— Условие задания —
Укажите по отрывку о посадке ЭЛки, через сколько секунд самолет вынырнул из облаков.

— Отрывок для чтения —
###

Через 30-40 секунд из облаков из-за ТЭЧ вынырнула ЭЛка. Метнувшись между ближним приводом и торцом ВПП с бешеным левым креном она с трудом умостилась на край ВПП, плюхнувшись как ворона, всеми тремя колесами одновременно.


- П-п-посадка, 229-й, - Вовик от волнения иногда слегка заикался.


- Освобождай полосу, 229-й, после заруливания ко мне зайдешь.


Спустя 15 минут я тихо покуривал на лестничной клетке на втором этаже ртищевского КДП. С грохотом распахнулась железная дверь в «воронью будку» на третьем этаже и впереди собственного визга и грохота ботинок по лестнице ссыпался Сэм. Пролетел мимо меня, даже не стрельнув сигарету (для Сэма немыслимо). А вслед ему из-за незакрытой двери неслось: «... Я, бля, старый майор, замкомэска, нах, не позволяю себе в такую погоду еще и шторками закрываться!!! А тут щенки сопливые авиашоу из учебных полетов устроили, бля!! 2 недели без полетов, и пусть хоть одна б##дь попробует за него заступиться!!!»

###

— Исходные данные —
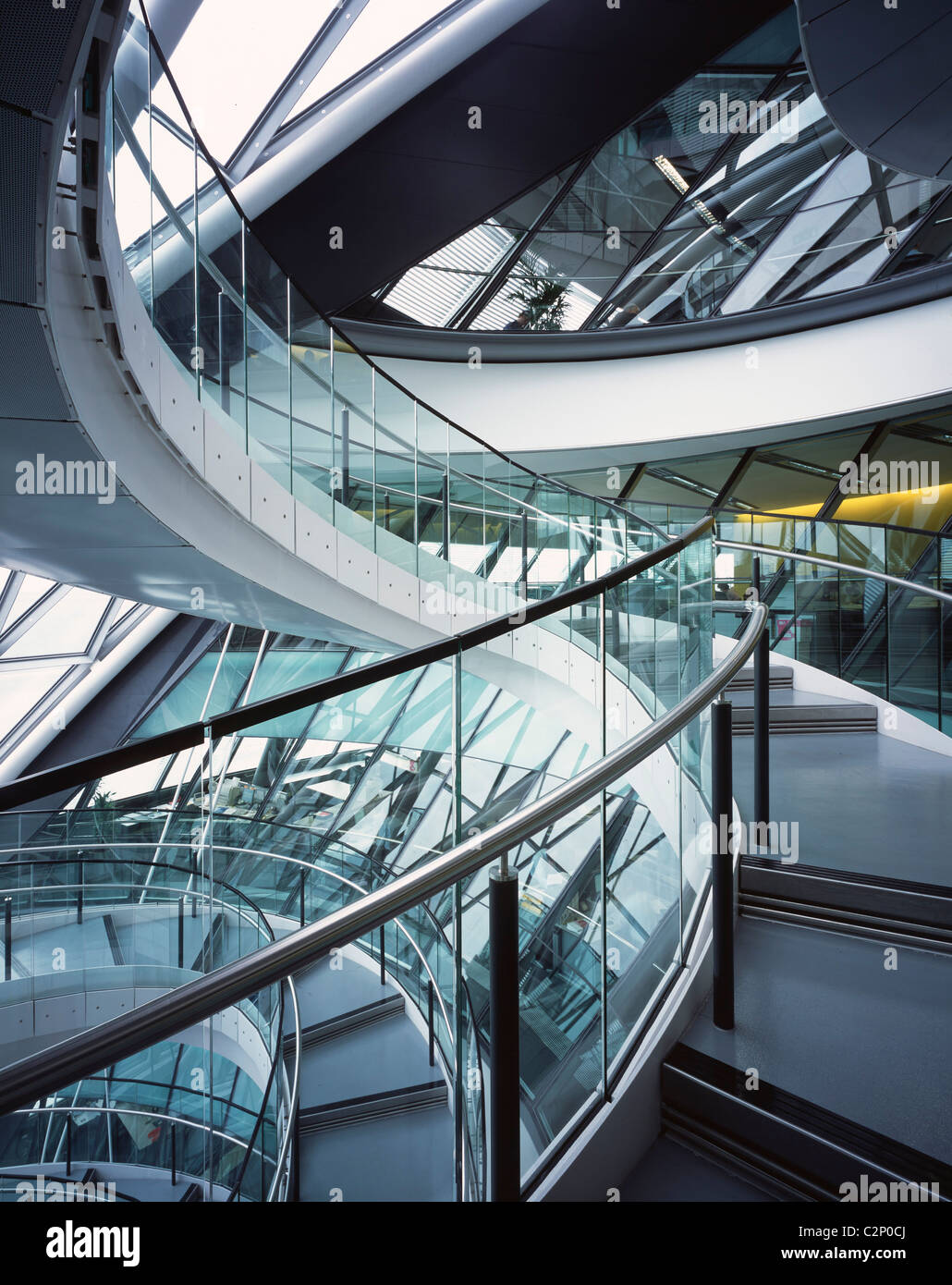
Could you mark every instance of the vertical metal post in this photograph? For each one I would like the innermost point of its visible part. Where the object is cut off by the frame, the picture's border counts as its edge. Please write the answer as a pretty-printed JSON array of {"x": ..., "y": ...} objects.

###

— Разбор решения —
Через 30-40 секунд.